##### Provided information

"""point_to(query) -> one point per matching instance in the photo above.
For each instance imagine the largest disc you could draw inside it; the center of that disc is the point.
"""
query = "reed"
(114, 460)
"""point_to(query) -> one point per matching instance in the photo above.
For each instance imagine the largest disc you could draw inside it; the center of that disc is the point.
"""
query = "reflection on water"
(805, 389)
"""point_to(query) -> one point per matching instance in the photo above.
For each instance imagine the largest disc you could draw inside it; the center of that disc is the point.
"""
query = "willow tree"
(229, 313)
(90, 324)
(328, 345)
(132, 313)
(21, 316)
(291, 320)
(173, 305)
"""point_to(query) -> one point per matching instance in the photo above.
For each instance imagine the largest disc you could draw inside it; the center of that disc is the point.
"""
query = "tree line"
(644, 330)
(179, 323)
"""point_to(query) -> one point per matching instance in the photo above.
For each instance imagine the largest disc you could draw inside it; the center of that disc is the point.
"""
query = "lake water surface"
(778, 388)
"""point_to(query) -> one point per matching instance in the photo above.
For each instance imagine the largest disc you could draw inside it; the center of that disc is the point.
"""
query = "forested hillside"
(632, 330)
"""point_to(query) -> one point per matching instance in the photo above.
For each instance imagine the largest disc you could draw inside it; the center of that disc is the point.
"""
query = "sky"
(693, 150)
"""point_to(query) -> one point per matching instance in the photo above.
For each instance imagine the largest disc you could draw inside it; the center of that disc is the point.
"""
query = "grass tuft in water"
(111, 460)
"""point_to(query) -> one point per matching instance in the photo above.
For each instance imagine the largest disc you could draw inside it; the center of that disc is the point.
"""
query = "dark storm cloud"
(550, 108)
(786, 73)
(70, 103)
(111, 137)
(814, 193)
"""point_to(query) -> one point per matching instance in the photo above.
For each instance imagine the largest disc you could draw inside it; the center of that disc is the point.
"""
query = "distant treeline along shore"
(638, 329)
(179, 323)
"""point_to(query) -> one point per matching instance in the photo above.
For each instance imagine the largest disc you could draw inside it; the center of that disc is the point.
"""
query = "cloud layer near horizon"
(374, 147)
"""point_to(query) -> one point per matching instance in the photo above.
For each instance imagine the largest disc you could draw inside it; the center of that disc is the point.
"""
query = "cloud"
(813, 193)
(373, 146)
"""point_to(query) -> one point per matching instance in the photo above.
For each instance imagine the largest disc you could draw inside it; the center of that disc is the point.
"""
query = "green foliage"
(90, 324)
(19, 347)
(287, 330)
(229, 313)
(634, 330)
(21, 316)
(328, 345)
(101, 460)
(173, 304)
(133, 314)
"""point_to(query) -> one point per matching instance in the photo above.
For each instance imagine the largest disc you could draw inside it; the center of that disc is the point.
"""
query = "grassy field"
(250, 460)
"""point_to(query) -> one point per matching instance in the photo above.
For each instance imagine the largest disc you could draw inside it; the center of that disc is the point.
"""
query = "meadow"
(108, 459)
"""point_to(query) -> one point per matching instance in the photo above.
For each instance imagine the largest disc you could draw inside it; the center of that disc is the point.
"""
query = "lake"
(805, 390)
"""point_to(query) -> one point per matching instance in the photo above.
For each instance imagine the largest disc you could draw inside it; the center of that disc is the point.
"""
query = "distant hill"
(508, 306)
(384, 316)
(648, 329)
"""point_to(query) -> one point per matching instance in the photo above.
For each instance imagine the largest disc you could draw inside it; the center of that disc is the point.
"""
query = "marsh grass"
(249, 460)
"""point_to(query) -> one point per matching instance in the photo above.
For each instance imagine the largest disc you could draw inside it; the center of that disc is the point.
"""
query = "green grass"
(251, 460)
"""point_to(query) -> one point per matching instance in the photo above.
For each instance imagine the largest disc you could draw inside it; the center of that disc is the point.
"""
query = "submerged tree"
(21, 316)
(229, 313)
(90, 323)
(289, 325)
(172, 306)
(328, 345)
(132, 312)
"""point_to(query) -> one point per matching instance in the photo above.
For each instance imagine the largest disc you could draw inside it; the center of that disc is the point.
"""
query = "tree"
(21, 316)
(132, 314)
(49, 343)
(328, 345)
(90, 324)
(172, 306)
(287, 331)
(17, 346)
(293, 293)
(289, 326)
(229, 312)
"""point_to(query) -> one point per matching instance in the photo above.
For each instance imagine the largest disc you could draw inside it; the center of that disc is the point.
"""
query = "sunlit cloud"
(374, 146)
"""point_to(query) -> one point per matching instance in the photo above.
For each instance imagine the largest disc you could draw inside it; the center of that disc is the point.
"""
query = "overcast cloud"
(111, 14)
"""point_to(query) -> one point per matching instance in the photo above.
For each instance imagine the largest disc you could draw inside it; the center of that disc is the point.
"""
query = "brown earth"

##########

Assignment – Down to the final line, write out all of the material exactly.

Exercise response –
"""point_to(query) -> one point per matching instance in the photo above.
For each instance imagine the largest disc you could draw inside it; the center of that disc is the point.
"""
query = "reed"
(114, 460)
"""point_to(query) -> one point per matching instance in the photo above.
For each instance imagine the largest disc you could draw inside it; the center of that disc is the point.
"""
query = "reflection on water"
(805, 389)
"""point_to(query) -> one point per matching instance in the photo above.
For each instance imagine the largest disc you could draw inside it; the center of that disc is the point.
"""
query = "willow tree"
(229, 313)
(90, 324)
(328, 345)
(132, 313)
(21, 316)
(291, 320)
(173, 305)
"""point_to(query) -> one point per matching instance in the photo above.
For each instance imagine the largest disc you could draw inside it; the center of that disc is the point.
"""
query = "tree line"
(644, 330)
(179, 323)
"""point_to(query) -> one point per matching instance in the photo above.
For each instance imagine the largest disc you could draw inside it; the center of that disc is the point.
"""
query = "lake water surface"
(778, 388)
"""point_to(query) -> one point per matching instance in the photo above.
For each instance imagine the largest disc you could draw inside it; the center of that disc is the point.
"""
query = "forested hillside"
(632, 330)
"""point_to(query) -> one point per matching instance in the photo above.
For each instance imagine the largest disc you could draw inside it; the center of that disc is the point.
"""
query = "sky"
(693, 150)
"""point_to(query) -> one point per matching instance in the photo above.
For each instance imagine the largest disc you could draw inside it; the center of that disc is the point.
"""
query = "grass tuft in water"
(111, 460)
"""point_to(query) -> one point per matching instance in the photo above.
For each instance imagine the largest disc you could draw inside it; the center of that disc is the point.
"""
query = "dark storm cloud"
(550, 108)
(786, 73)
(70, 103)
(111, 137)
(814, 193)
"""point_to(query) -> one point per matching instance in the photo above.
For each instance imagine the largest disc you could draw inside it; the center of that disc is the point.
"""
query = "distant treeline along shore"
(638, 329)
(179, 323)
"""point_to(query) -> one point per matching instance in the photo above.
For each instance imagine the largest disc you could draw inside it; the center of that disc is the point.
"""
query = "cloud layer near horizon"
(374, 147)
"""point_to(query) -> one point per matching instance in the photo above.
For each instance imagine the largest disc you could draw inside it; the center of that disc is the point.
"""
query = "cloud"
(813, 193)
(373, 146)
"""point_to(query) -> one point per matching instance in the photo above.
For each instance imagine the largest disc you could draw inside it; the center of that disc is the point.
"""
query = "green foliage"
(90, 324)
(19, 347)
(287, 330)
(229, 313)
(634, 330)
(21, 316)
(328, 345)
(101, 460)
(173, 304)
(133, 314)
"""point_to(query) -> one point per matching instance in the photo above.
For each instance imagine the largest disc you could draw inside it; the center of that disc is the point.
"""
query = "grassy field"
(250, 460)
"""point_to(query) -> one point per matching instance in the photo above.
For each instance imagine the largest disc you could draw inside it; the center of that disc is the point.
"""
query = "meadow"
(108, 459)
"""point_to(query) -> one point per matching instance in the photo above.
For each instance imagine the largest disc you could draw inside it; the center of that disc is the point.
"""
query = "lake"
(805, 390)
"""point_to(query) -> one point per matching instance in the photo above.
For each instance imagine the largest disc you could draw inside it; the center of that disc is the point.
"""
query = "distant hill"
(508, 306)
(384, 316)
(648, 329)
"""point_to(query) -> one point per matching instance in the photo above.
For each instance imagine the largest disc you could draw inside it; the center of that disc is the point.
"""
query = "marsh grass"
(249, 460)
"""point_to(query) -> one point per matching instance in the photo above.
For each instance imagine the largest disc you could draw inside it; the center of that disc is the point.
"""
query = "green grass"
(251, 460)
"""point_to(query) -> one point per matching instance in the photo above.
For each instance imagine the largest disc you could draw inside it; the center of that disc is the point.
"""
query = "submerged tree"
(21, 316)
(229, 313)
(90, 323)
(289, 325)
(172, 306)
(328, 345)
(132, 312)
"""point_to(query) -> one point per matching instance in the photo above.
For each instance imagine the largest disc you could draw inside it; the center of that disc is the point.
"""
query = "tree"
(21, 316)
(132, 314)
(49, 343)
(328, 345)
(90, 324)
(172, 306)
(287, 331)
(17, 346)
(293, 293)
(289, 326)
(229, 312)
"""point_to(query) -> one point per matching instance in the photo above.
For each instance imagine the largest disc you could draw inside it; the center of that disc is the point.
"""
query = "sunlit cloud"
(374, 146)
"""point_to(query) -> one point per matching instance in the photo above.
For each instance imagine the largest disc you could draw inside it; the center of that disc is the point.
"""
query = "overcast cloud"
(111, 14)
"""point_to(query) -> one point per matching instance in the photo above.
For each instance imagine the largest disc you could draw inside it; the center of that disc is the point.
"""
query = "brown earth"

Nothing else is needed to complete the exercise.